● Exercise instructions:
Extract the stretch of records from the start through the line containing "[713,48,725,182]", including both ends, and reproduce those lines without any change.

(Items from a dataset)
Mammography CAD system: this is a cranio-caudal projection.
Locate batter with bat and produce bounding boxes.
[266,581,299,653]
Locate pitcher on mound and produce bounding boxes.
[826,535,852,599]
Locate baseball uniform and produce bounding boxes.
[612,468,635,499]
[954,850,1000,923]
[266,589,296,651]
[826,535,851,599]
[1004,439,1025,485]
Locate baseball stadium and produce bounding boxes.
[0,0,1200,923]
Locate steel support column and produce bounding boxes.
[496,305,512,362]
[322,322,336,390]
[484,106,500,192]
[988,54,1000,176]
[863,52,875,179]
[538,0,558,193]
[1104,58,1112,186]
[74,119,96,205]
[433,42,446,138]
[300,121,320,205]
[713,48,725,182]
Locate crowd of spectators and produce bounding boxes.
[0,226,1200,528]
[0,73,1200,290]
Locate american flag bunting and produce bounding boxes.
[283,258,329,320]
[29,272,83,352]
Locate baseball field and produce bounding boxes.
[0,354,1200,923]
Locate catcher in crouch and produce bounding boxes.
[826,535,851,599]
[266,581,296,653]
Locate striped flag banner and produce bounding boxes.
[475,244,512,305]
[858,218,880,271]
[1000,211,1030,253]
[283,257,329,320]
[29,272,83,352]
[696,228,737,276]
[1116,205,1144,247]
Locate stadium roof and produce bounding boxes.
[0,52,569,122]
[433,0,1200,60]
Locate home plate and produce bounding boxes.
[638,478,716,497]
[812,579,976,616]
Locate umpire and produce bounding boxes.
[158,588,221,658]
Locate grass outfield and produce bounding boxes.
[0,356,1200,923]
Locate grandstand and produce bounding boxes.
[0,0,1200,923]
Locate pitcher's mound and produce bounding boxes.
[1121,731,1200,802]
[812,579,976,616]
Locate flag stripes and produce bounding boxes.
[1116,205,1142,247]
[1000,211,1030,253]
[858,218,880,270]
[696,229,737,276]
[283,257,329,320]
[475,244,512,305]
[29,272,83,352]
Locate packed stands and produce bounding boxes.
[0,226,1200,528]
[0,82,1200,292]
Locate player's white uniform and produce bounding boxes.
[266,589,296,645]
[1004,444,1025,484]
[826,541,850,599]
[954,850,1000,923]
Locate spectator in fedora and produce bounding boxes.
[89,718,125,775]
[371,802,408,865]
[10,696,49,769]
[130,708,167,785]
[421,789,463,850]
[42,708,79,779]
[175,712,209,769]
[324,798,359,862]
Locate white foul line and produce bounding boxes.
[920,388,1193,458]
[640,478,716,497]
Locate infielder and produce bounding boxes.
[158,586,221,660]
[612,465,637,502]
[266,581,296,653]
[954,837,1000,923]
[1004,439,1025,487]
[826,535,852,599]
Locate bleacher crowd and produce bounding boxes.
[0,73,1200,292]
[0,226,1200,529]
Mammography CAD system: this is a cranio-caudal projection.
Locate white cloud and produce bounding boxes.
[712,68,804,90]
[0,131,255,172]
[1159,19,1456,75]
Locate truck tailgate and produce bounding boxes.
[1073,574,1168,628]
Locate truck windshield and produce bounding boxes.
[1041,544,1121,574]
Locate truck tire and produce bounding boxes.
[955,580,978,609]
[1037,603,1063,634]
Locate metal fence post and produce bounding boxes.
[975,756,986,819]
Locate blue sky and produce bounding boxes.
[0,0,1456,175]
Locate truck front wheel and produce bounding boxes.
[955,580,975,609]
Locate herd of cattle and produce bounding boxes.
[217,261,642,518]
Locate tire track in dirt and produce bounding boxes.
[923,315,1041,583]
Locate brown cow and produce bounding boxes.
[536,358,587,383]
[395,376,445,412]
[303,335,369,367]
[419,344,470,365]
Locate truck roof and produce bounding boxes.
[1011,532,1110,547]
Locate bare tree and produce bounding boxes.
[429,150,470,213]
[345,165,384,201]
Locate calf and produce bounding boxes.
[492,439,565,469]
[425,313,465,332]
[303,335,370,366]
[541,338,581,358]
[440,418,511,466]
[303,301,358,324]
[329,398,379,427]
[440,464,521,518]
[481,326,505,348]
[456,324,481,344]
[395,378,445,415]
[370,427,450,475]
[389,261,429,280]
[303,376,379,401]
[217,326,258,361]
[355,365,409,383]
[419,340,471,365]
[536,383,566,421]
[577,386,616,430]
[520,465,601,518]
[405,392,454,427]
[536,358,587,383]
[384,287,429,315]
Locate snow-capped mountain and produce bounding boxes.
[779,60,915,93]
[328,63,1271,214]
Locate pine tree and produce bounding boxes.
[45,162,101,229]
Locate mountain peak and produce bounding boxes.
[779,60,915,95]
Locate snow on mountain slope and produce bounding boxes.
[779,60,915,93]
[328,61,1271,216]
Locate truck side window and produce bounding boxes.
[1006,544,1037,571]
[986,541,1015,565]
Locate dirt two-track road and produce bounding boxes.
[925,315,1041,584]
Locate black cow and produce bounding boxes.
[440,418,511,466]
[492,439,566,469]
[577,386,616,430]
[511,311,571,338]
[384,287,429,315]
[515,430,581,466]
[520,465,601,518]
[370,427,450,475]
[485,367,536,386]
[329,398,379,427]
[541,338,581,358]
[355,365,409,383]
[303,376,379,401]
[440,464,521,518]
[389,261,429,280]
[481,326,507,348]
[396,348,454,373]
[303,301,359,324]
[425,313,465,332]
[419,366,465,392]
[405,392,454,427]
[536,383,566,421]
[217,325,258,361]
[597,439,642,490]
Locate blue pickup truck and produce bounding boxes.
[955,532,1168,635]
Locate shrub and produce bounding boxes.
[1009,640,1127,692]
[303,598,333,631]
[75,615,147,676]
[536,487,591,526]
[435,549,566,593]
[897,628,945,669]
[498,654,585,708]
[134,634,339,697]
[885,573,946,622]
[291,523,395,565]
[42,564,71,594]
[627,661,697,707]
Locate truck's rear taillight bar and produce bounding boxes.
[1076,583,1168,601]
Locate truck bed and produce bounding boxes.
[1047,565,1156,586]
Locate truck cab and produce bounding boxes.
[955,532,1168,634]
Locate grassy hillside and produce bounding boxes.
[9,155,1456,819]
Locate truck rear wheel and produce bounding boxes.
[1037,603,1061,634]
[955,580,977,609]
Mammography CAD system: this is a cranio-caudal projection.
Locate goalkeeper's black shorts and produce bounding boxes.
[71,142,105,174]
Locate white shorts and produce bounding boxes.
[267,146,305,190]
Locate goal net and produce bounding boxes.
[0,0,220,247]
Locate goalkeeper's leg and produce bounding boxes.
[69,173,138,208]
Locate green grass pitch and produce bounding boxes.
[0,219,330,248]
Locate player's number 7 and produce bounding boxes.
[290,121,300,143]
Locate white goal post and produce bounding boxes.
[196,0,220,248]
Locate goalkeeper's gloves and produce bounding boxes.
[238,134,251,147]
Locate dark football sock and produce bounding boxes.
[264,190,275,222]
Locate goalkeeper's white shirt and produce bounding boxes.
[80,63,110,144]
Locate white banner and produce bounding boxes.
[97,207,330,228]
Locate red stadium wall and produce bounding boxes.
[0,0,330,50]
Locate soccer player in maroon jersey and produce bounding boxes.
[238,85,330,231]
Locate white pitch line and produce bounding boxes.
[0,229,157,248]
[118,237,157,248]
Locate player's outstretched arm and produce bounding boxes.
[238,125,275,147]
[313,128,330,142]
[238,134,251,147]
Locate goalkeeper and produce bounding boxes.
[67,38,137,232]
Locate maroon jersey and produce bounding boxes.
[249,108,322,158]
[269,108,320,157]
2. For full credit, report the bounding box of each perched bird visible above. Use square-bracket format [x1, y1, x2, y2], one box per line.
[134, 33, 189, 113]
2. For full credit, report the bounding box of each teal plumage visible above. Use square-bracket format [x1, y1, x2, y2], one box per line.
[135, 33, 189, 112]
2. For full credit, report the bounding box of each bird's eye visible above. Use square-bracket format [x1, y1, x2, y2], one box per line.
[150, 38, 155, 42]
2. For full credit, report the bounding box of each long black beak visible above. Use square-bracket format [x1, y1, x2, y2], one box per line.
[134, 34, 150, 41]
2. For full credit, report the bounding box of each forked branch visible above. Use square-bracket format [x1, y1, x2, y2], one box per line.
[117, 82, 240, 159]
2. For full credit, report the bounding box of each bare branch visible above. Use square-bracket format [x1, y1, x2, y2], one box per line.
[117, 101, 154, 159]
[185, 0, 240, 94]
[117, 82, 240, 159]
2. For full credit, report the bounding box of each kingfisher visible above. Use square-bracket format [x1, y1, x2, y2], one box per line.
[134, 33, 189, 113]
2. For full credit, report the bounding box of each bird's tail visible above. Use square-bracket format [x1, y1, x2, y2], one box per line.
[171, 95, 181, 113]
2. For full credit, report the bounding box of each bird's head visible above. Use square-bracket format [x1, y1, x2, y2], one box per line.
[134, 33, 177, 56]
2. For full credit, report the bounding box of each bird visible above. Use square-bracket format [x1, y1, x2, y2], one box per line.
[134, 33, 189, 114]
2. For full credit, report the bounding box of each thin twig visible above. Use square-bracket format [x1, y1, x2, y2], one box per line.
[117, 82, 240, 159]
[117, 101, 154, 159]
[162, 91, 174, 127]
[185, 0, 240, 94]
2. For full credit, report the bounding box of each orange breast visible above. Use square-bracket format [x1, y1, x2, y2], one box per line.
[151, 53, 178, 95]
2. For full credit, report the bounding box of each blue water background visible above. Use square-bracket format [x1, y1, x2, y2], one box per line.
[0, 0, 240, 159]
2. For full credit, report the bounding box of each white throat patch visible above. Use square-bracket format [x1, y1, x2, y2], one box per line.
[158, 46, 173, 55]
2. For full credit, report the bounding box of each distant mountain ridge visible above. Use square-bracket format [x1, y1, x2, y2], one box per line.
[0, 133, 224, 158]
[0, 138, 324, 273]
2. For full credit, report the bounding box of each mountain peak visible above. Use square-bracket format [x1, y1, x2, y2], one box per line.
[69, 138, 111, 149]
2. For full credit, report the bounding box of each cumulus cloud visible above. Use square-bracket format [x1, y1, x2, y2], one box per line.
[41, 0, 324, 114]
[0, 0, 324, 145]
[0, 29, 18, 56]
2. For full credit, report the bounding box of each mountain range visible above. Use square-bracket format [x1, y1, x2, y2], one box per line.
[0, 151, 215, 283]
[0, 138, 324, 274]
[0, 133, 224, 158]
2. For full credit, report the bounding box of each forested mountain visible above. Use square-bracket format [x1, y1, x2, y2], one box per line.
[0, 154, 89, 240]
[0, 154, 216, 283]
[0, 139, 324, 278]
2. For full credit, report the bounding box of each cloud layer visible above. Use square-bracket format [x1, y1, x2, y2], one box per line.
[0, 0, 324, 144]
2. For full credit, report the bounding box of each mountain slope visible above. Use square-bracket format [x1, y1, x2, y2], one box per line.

● Output of the exercise:
Mammography CAD system: this is a cranio-caudal projection.
Locate batter with bat and produce bounding boxes.
[266,581,299,653]
Locate pitcher on mound and produce bounding boxes.
[826,535,852,599]
Locate baseball uniform and produce bounding boxes.
[612,468,635,499]
[954,850,1000,923]
[266,589,296,651]
[826,535,851,599]
[1004,439,1025,485]
Locate baseball stadium and produce bounding boxes.
[0,0,1200,923]
Locate steel support column and produce bounding boxes.
[496,305,512,362]
[322,322,336,390]
[484,106,500,192]
[988,54,1000,176]
[863,52,875,179]
[538,0,558,193]
[1104,58,1112,186]
[74,119,96,205]
[433,42,446,138]
[300,121,320,205]
[713,48,725,182]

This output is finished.